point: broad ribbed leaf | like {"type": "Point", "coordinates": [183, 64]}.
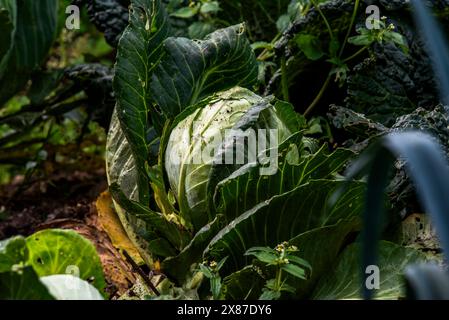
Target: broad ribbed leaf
{"type": "Point", "coordinates": [6, 36]}
{"type": "Point", "coordinates": [12, 251]}
{"type": "Point", "coordinates": [35, 31]}
{"type": "Point", "coordinates": [68, 287]}
{"type": "Point", "coordinates": [343, 280]}
{"type": "Point", "coordinates": [284, 217]}
{"type": "Point", "coordinates": [8, 16]}
{"type": "Point", "coordinates": [138, 52]}
{"type": "Point", "coordinates": [245, 284]}
{"type": "Point", "coordinates": [55, 251]}
{"type": "Point", "coordinates": [246, 188]}
{"type": "Point", "coordinates": [191, 70]}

==============================

▸ What is expected
Rewrite each line of the rows above as a numbered list, leaving out blank lines and the pictures.

▸ Result of the task
1. point: broad ribbed leaf | like {"type": "Point", "coordinates": [183, 64]}.
2. Target: broad ribbed leaf
3. {"type": "Point", "coordinates": [6, 36]}
4. {"type": "Point", "coordinates": [12, 251]}
5. {"type": "Point", "coordinates": [35, 31]}
6. {"type": "Point", "coordinates": [68, 287]}
7. {"type": "Point", "coordinates": [343, 280]}
8. {"type": "Point", "coordinates": [284, 217]}
9. {"type": "Point", "coordinates": [8, 16]}
10. {"type": "Point", "coordinates": [138, 52]}
11. {"type": "Point", "coordinates": [245, 284]}
12. {"type": "Point", "coordinates": [55, 251]}
13. {"type": "Point", "coordinates": [246, 188]}
14. {"type": "Point", "coordinates": [191, 70]}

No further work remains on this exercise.